··· Input records
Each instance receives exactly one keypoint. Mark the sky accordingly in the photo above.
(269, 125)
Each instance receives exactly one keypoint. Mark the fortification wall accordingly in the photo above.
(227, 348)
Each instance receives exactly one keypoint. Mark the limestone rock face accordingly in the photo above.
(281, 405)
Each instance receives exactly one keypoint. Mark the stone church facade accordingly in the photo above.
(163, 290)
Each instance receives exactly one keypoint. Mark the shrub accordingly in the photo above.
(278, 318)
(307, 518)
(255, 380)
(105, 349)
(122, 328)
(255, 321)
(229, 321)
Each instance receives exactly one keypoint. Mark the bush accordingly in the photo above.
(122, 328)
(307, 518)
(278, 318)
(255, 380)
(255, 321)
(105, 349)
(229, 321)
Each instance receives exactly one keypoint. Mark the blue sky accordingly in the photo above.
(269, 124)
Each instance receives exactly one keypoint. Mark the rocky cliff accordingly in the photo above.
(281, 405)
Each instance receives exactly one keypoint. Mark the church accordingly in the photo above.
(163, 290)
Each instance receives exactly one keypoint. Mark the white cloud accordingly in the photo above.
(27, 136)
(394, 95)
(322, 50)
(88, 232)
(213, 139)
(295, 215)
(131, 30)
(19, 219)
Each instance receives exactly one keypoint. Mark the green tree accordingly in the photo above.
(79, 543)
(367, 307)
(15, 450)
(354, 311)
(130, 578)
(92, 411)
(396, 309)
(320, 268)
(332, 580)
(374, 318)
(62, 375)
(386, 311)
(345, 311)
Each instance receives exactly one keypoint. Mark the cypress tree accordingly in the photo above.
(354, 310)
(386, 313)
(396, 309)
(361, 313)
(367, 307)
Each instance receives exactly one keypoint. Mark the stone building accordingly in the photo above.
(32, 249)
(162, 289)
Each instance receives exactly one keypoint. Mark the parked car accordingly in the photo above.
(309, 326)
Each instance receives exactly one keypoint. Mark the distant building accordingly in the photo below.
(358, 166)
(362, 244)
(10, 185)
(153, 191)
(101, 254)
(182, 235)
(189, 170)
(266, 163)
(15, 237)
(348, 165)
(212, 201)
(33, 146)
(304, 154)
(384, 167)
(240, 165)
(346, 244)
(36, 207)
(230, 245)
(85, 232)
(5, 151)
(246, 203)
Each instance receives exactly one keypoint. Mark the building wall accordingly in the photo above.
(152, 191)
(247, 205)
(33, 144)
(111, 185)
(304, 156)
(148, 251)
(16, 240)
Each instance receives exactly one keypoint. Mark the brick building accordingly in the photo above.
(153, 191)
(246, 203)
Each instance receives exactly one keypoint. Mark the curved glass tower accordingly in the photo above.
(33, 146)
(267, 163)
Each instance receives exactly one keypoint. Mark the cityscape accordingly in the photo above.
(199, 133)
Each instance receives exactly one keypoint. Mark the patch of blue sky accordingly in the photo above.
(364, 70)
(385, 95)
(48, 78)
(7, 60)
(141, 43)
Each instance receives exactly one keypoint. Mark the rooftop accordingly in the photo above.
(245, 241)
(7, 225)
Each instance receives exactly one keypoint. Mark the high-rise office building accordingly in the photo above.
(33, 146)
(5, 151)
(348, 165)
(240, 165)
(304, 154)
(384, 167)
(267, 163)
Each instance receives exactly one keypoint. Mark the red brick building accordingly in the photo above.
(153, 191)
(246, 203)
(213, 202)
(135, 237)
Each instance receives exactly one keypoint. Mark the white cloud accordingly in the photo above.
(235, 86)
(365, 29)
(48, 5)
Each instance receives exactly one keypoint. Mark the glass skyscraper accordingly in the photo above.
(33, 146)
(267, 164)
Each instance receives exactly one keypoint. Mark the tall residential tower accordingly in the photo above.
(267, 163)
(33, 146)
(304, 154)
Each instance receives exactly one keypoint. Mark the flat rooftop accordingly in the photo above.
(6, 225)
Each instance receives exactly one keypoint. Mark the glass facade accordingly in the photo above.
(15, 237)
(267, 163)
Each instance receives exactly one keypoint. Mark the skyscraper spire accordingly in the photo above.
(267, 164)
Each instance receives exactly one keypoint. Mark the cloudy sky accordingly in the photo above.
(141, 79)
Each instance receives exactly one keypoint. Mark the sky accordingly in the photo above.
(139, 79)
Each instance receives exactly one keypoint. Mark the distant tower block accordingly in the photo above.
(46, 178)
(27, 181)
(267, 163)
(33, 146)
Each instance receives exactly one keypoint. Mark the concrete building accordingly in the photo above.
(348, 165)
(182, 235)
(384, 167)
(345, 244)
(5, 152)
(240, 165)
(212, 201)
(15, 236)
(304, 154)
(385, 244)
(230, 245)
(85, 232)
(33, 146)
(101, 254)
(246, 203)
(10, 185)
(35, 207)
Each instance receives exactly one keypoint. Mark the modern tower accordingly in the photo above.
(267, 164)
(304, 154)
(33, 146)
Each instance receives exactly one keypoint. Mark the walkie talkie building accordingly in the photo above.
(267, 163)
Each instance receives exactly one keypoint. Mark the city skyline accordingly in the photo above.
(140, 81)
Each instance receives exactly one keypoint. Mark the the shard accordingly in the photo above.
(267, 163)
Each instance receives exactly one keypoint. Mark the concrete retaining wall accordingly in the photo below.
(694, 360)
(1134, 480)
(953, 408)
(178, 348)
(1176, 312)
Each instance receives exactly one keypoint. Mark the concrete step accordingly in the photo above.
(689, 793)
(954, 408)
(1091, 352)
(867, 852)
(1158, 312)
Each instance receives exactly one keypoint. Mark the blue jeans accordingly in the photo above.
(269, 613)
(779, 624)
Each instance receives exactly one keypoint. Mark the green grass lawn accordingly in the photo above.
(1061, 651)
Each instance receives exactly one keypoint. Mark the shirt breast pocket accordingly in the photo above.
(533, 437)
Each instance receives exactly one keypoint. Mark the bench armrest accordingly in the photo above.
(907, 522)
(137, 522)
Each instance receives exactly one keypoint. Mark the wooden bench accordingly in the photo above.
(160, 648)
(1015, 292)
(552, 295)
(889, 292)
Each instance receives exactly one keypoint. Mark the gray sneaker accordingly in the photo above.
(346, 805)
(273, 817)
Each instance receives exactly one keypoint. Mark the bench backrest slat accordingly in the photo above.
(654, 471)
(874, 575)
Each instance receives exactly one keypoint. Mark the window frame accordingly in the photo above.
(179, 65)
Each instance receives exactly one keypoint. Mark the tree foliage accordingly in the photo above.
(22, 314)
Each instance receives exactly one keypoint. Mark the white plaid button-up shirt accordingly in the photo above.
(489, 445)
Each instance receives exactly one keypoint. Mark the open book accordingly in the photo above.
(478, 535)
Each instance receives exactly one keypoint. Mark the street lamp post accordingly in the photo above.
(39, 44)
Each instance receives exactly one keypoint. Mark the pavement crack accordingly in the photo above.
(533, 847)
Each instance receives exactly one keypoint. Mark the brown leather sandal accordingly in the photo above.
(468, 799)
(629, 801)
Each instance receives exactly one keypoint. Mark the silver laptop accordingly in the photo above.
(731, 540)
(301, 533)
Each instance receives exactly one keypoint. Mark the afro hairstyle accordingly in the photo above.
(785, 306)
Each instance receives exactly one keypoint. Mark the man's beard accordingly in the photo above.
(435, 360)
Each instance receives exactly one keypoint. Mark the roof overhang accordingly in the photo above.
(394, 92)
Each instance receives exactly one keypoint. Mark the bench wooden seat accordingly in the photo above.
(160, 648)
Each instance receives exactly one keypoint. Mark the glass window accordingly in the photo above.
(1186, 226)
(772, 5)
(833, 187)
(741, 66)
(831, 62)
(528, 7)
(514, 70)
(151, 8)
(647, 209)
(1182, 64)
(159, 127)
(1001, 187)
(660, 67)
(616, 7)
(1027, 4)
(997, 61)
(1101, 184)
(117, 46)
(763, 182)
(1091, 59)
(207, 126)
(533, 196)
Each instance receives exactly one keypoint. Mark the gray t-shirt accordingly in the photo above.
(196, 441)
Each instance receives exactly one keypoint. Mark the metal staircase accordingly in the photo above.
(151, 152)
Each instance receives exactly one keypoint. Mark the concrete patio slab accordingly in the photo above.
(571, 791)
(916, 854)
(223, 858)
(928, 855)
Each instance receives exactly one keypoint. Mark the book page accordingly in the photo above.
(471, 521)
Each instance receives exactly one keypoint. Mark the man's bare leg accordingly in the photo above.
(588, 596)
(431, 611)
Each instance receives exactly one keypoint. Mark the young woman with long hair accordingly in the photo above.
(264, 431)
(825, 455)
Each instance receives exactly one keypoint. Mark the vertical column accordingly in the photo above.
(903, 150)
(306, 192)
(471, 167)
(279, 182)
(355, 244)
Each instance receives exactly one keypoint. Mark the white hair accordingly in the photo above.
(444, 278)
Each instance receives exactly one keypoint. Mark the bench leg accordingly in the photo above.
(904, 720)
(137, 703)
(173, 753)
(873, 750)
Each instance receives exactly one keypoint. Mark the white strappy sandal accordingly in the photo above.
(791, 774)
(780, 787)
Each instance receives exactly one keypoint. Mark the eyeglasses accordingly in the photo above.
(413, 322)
······
Stated task: Update the records from the line containing "Each instance receives exactly one keypoint. Mark the bench leg" through the end of the records by replacing "bench leg" with "chair leg" and leaving everything else unchanged. Return only those lines.

Exercise response:
Each instance receives exactly one keypoint. Mark the chair leg accordingly in the photo above.
(904, 720)
(137, 703)
(173, 753)
(873, 750)
Each instance receives exactly one keypoint. Mark the white strappy sandal accordingly in the photo above.
(791, 774)
(780, 787)
Each instance receives exactly one keypoint. Mark the eyeglasses accordingly in the photo above.
(413, 322)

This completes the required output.